◆ **WHAT TO WORK ON**
A) How many nursing homes does the text on nursing home abuse say there are in the United States, and how many patients do they care for?
B) Continue the text on nursing home abuse from where it stops.
*** PROVIDED TEXT Section Begins ***
Nursing home abuse and neglect has risen to unacceptable levels as helpless elderly patients end up in abusive nursing homes and suffer daily at the hands of an over worked, underpaid staff.
Are your parents suffering the abuse of an understaffed nursing home? Do they appear to be clean, groomed, and alert? Is the staff sympathetic and friendly?
Currently, there are approximately 17,000 nursing homes caring for 1.6 million patients in the United States and according to latest research, most of them are understaffed. The ones suffering the most abuse and neglect in abusive and negligent nursing homes are those receiving little or no visitors. Being helpless with no one to defend them, they are at the mercy of the staff.
The most common abuse suffered by nursing home residents who receive little or no visitors is neglect. For instance, when a resident needs to be changed it may be put off if he or she gets very few visitors. The helpless elderly resident has to wait until someone gets around to cleaning them up while the acid eats away at their skin.
Verbal abuse is another common problem found in abusive and negligent nursing homes. Elderly residents become targets for disgruntled staff members to vent their frustrations. The patient is helpless when a staff member yanks them forward to change their bed, cursing them for soiling the sheets, adding more work to their already full workload.
Talking down to the elderly in nursing homes is another form of abuse, treating them as if they were children or demeaning them with baby talk. Many have been subjected to childlike punishments like making them sit in the corner, facing the wall.
*** PROVIDED TEXT Section Ends ***
*** AVAILABLE DATA Section Begins ***
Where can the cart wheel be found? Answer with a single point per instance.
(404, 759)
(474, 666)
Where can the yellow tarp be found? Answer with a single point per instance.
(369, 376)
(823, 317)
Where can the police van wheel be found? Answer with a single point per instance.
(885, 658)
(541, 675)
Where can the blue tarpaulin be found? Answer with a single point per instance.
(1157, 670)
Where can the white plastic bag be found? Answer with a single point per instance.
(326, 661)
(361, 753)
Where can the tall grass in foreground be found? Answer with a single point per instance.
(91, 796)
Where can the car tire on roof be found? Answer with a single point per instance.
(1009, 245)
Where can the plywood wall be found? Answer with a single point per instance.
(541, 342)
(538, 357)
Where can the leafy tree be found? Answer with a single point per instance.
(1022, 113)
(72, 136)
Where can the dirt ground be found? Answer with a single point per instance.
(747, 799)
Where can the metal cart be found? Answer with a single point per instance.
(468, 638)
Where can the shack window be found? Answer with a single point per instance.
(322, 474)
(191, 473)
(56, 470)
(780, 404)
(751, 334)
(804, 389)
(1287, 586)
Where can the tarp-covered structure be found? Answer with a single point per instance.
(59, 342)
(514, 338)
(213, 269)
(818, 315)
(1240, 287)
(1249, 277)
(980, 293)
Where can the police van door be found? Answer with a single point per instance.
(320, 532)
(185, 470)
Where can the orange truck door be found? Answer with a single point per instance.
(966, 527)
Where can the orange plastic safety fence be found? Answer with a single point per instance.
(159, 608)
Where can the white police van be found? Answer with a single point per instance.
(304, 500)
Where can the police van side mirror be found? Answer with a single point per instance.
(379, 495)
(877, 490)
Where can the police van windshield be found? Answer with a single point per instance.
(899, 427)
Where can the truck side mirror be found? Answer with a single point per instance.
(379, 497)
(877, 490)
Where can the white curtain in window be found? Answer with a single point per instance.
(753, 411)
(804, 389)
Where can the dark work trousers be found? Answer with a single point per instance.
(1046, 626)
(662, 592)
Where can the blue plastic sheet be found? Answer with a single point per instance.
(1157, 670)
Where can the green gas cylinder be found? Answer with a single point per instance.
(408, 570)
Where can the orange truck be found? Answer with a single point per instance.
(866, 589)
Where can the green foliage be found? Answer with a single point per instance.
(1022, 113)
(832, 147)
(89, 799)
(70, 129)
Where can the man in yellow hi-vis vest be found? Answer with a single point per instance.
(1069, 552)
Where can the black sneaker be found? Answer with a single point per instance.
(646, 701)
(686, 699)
*** AVAILABLE DATA Section Ends ***
*** AVAILABLE DATA Section Begins ***
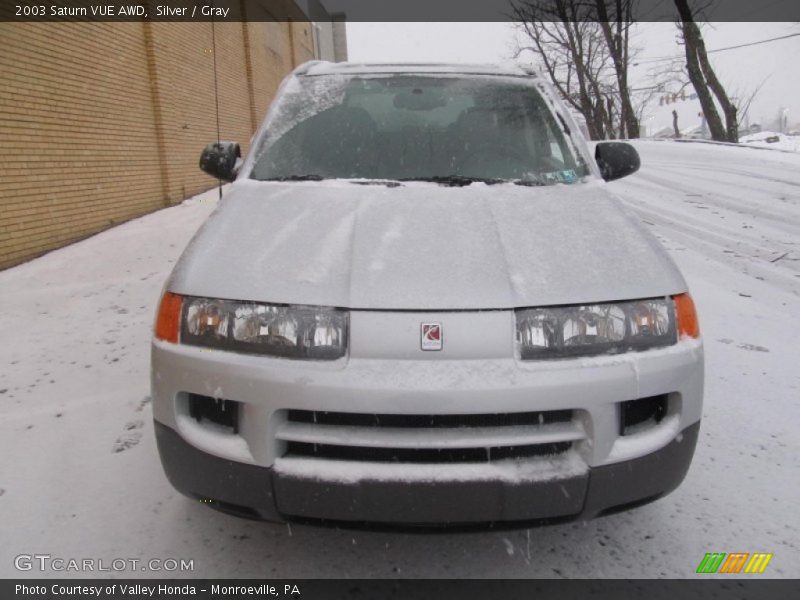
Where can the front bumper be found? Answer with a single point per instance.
*** AVAILABLE DATA Section Ends ***
◆ **ANSWERS FOR THE EXERCISE**
A) There are approximately 17,000 nursing homes caring for 1.6 million patients.

B)
Nevertheless, there are several situations where the patient requires medical attention that we cannot give them. Therefore, if a nursing home is the only option, make a thorough background check and visit often, looking for signs of abuse and neglect. But if there is any way to keep an elderly parent out of a nursing home it could spare them severe grief.
“But if a widow has children or grandchildren, these should learn first of all to put their religion into practice by caring for their own family and so repaying their parents and grandparents, for this is pleasing to God.” (1Tim 5:4)
Old age is something we all have to face sooner or later. Do for your elderly parents what you would have your children do for you. There are a number of free government programs to help care for an elderly parent in the home.
However, sometimes we have no other choice. If a nursing home is the only option, visit often and look for signs of abuse. Abuse of any kind should be reported to the nursing home administrator, the office of long term care services, and adult protective services.